## Stated exercise
Put every line of all the records below into a numbered list, skipping any blank lines and leaving the pictures out.

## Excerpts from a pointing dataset
────────────────────────────────────────

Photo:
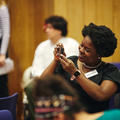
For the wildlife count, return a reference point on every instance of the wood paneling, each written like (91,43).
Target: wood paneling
(27,18)
(82,12)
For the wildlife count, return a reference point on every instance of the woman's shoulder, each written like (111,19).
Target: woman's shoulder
(108,67)
(73,58)
(110,115)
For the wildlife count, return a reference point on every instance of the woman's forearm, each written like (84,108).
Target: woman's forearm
(50,69)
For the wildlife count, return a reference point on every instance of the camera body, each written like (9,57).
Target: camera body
(60,50)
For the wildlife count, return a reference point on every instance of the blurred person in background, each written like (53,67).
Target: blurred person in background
(56,30)
(4,41)
(55,99)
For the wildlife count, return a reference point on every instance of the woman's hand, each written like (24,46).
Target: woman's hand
(2,60)
(67,64)
(58,52)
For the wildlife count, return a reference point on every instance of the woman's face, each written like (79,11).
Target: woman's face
(52,32)
(87,52)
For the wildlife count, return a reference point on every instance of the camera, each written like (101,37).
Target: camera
(60,50)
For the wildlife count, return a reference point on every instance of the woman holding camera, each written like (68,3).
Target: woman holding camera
(95,80)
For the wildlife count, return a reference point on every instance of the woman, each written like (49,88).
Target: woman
(94,80)
(55,99)
(4,40)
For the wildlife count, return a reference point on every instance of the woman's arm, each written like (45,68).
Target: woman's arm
(50,69)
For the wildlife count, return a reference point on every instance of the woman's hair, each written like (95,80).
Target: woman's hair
(2,2)
(55,85)
(102,38)
(59,23)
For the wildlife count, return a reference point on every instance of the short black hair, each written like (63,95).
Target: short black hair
(59,23)
(102,37)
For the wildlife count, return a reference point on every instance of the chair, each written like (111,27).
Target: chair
(9,103)
(5,115)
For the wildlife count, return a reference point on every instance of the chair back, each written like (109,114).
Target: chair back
(9,103)
(115,100)
(5,115)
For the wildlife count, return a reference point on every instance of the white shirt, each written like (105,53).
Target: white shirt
(4,28)
(44,53)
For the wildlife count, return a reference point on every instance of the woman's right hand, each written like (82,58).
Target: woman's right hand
(57,52)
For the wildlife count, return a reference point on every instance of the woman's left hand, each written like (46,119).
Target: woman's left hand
(67,64)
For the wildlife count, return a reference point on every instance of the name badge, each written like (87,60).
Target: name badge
(91,73)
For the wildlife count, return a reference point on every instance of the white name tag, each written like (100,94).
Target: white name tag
(91,73)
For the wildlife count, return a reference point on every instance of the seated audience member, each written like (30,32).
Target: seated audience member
(55,99)
(95,80)
(55,28)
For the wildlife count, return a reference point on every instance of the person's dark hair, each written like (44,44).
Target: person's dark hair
(102,38)
(58,23)
(56,85)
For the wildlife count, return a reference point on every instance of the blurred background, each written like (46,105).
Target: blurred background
(27,19)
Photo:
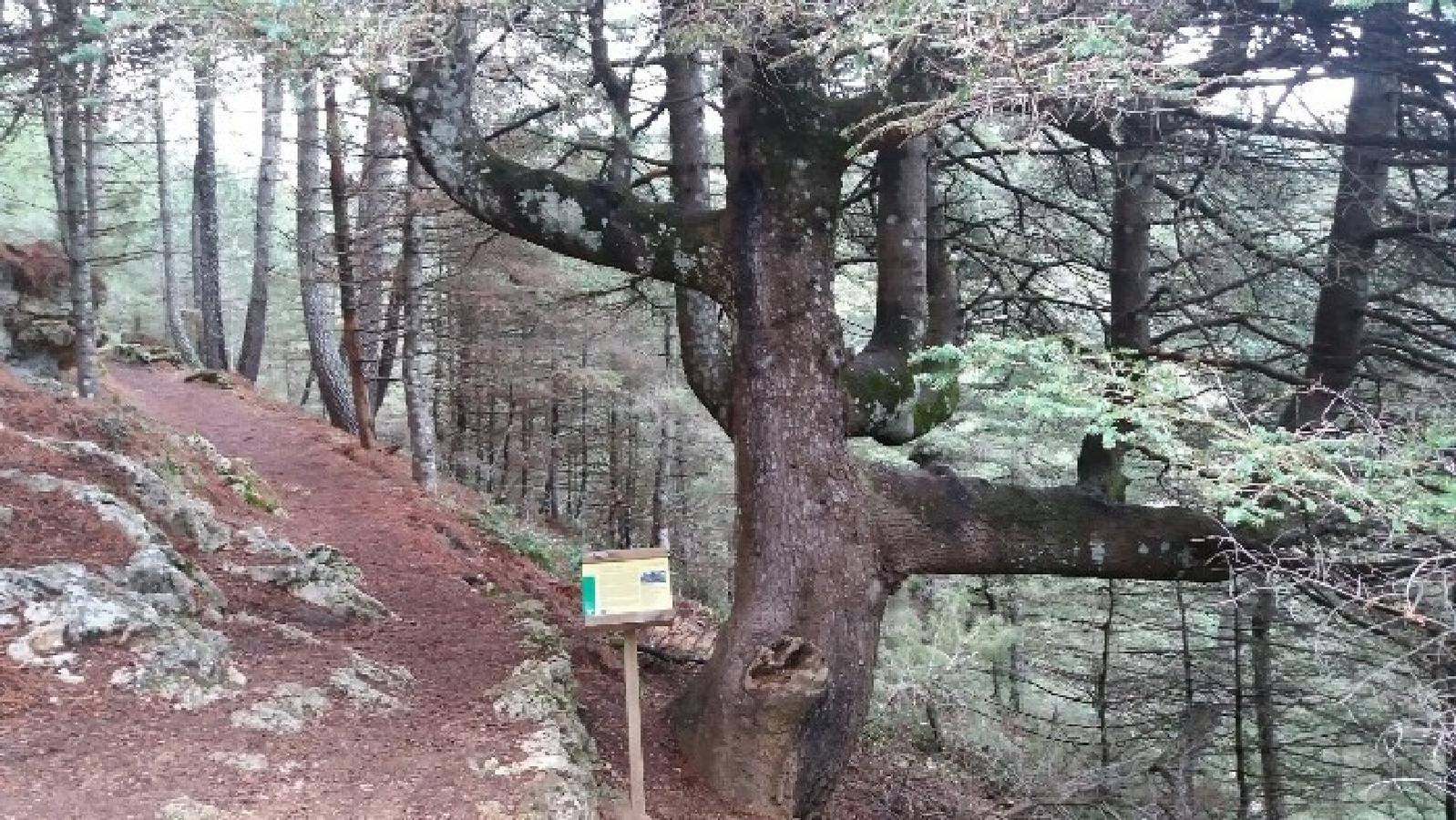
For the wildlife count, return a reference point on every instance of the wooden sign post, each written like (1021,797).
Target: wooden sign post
(625,590)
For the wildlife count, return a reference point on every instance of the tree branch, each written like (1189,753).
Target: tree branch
(938,522)
(584,220)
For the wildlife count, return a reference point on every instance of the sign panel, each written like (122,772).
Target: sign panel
(626,588)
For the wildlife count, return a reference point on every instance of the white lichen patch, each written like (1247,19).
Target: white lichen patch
(559,214)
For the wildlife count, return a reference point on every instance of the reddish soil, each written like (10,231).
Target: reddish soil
(94,751)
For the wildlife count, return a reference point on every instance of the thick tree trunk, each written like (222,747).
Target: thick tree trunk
(343,252)
(776,711)
(942,277)
(370,228)
(879,374)
(1100,467)
(387,343)
(318,315)
(255,326)
(701,326)
(1271,766)
(418,388)
(77,239)
(207,253)
(170,299)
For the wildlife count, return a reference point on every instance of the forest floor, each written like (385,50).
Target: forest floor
(89,749)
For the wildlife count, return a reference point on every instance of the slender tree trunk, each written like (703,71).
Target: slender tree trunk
(207,253)
(372,224)
(703,341)
(387,343)
(1100,467)
(1241,768)
(77,239)
(170,301)
(318,315)
(48,90)
(418,391)
(255,326)
(1271,765)
(95,127)
(613,475)
(942,279)
(523,507)
(554,460)
(1100,696)
(348,290)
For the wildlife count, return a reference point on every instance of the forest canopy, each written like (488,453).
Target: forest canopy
(1059,394)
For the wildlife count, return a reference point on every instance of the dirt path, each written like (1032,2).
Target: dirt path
(455,641)
(90,751)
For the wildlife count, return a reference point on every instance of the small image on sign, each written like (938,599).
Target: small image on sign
(626,586)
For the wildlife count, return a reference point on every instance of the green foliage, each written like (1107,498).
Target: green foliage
(1212,455)
(549,551)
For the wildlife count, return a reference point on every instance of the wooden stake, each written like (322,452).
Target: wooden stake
(630,673)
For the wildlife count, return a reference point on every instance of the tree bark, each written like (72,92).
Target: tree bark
(207,255)
(1271,765)
(776,711)
(77,239)
(255,325)
(318,319)
(170,301)
(418,391)
(343,252)
(1344,292)
(701,325)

────────────────────────────────────────

## Response to the exercise
1. Photo:
2. For the wildlife count, return a reference point on every instance of the wood paneling, each written like (91,43).
3. Target: wood paneling
4. (27,18)
5. (82,12)
6. For the wildlife count, return a reference point on every instance of the woman's shoulder, each written like (111,19).
7. Target: woman's shoulder
8. (108,67)
9. (73,58)
10. (110,115)
11. For the wildlife count, return a reference point on every instance of the woman's forearm, each written like (84,108).
12. Target: woman's forearm
13. (50,69)
14. For the wildlife count, return a reference point on every instance of the camera body, each written like (9,57).
15. Target: camera body
16. (60,50)
17. For the wildlife count, return a reference point on every instance of the blurred person in background, each written like (53,67).
18. Target: blurred person in background
19. (56,30)
20. (4,41)
21. (55,99)
22. For the wildlife count, return a reference point on every instance of the woman's hand, each written like (24,46).
23. Target: woman's hand
24. (2,60)
25. (67,64)
26. (58,52)
27. For the wildlife count, return a reference point on every instance of the woman's face, each written like (79,11).
28. Target: woman's face
29. (52,32)
30. (87,52)
31. For the wildlife count, return a reference point on every instance of the camera, each written like (101,37).
32. Target: camera
33. (60,50)
34. For the wildlife count, return a reference point on every instance of the woman holding camera, each written like (68,3).
35. Target: woman holding camera
36. (95,80)
37. For the wildlife count, return a reference point on every instance of the woman, each written like (49,88).
38. Target: woman
39. (94,80)
40. (55,99)
41. (4,40)
42. For the wildlife count, return a reference point on every instance of the woman's arm, each written like (45,68).
43. Target: woman's arm
44. (50,69)
45. For the wildlife count, return a reference point on every instance of the woman's hair, each written like (95,80).
46. Target: woman's hair
47. (2,2)
48. (55,85)
49. (102,38)
50. (59,23)
51. For the wildlife count, return a reference point on every instance of the short black hair, each written like (63,95).
52. Target: short black hair
53. (59,23)
54. (102,37)
55. For the wildlife count, return a reference point on every instance of the chair, each written like (111,27).
56. Target: chair
57. (9,103)
58. (5,115)
59. For the wildlife count, return a reference point on every instance of the chair back, each written like (109,114).
60. Target: chair back
61. (9,103)
62. (115,100)
63. (5,115)
64. For the wildlife count, return a reference point on every instance of the white shirt, each written like (105,53).
65. Target: white shirt
66. (4,28)
67. (44,53)
68. For the wildlife count, return a reference point on every instance of the woman's right hand, each written like (82,58).
69. Target: woman's right hand
70. (57,52)
71. For the wildlife count, return a reference point on every instance of the woman's left hand, each written like (46,119).
72. Target: woman's left hand
73. (67,64)
74. For the wildlife count, return a reference point on every instance of the name badge, each written like (87,60).
75. Target: name badge
76. (91,73)
77. For the wildlife count, return a reference point on every instance of the white name tag, each written like (100,94).
78. Target: white name tag
79. (91,73)
80. For the wildlife count, return a reference point on every instance of the seated audience member, each written like (30,32).
81. Target: seated audience member
82. (55,99)
83. (95,80)
84. (55,28)
85. For the wildlife count, return a reference point on every instance of the person's dark hair, each written like (44,44).
86. Target: person's dark hair
87. (102,38)
88. (58,23)
89. (56,85)
90. For the wildlife count, return a reference point on every instance of the blurred background, each written like (46,105).
91. Target: blurred background
92. (27,19)
93. Photo:
94. For the wildlife count, return a reference point on every instance of the wooden sign post, each written like (1021,797).
95. Target: wooden sign post
96. (625,590)
97. For the wildlife count, return a reference point on every instance of the tree branch, each written like (1189,753).
98. Target: tree branch
99. (938,522)
100. (584,220)
101. For the wildlife count, return a reference point on every instance of the sign panel, each written like (122,772).
102. Target: sign panel
103. (626,588)
104. For the wildlife count, return a reference point on every instance of the white lichen patch, each written like (1247,19).
105. Target: white lichen patch
106. (559,214)
107. For the wildlife count, return a reference point on every instance of the reddish soil, each written like (10,231).
108. Target: reddish soil
109. (94,751)
110. For the wildlife count, return a reference point on every instance of the thick tree trunk, each written like (222,747).
111. Target: thick tree trunk
112. (343,252)
113. (776,711)
114. (942,277)
115. (370,228)
116. (879,374)
117. (1100,467)
118. (387,343)
119. (318,315)
120. (255,326)
121. (701,326)
122. (1271,766)
123. (418,388)
124. (77,239)
125. (207,253)
126. (170,299)
127. For the wildlife count, return a reference point on every instance of the forest floor, each written like (385,50).
128. Target: forest floor
129. (89,749)
130. For the wildlife count, return a reference point on every instance of the slender tree trunk, each written like (703,71).
131. Target: slender tree trunk
132. (207,253)
133. (372,224)
134. (703,341)
135. (387,343)
136. (1100,467)
137. (1241,768)
138. (77,239)
139. (170,301)
140. (318,315)
141. (48,90)
142. (418,391)
143. (255,326)
144. (1271,765)
145. (95,127)
146. (613,475)
147. (942,279)
148. (523,507)
149. (554,460)
150. (1100,696)
151. (348,290)
152. For the wildlife count, return a reference point on every instance of the forest canopy, each written like (488,453).
153. Target: forest canopy
154. (1059,394)
155. For the wildlife count, return a reference point on every instance of the dirt path, each written like (1032,2).
156. Target: dirt path
157. (455,641)
158. (90,751)
159. For the wildlife count, return a reference point on every instance of the small image on sign, each written like (938,599).
160. Target: small image on sign
161. (626,586)
162. For the wildlife count, return a reference point on every instance of the green foliage, each written like (1107,498).
163. Target: green foliage
164. (1212,455)
165. (549,551)
166. For the wildlife count, return a reference point on every instance of the wooden stake, each written like (322,452).
167. Target: wooden stake
168. (630,673)
169. For the wildlife count, return a reference point on every instance of the tree bark, each written like (72,92).
170. Target: tree bark
171. (207,255)
172. (1271,765)
173. (776,711)
174. (77,239)
175. (255,325)
176. (318,319)
177. (170,301)
178. (418,391)
179. (343,252)
180. (1344,292)
181. (701,325)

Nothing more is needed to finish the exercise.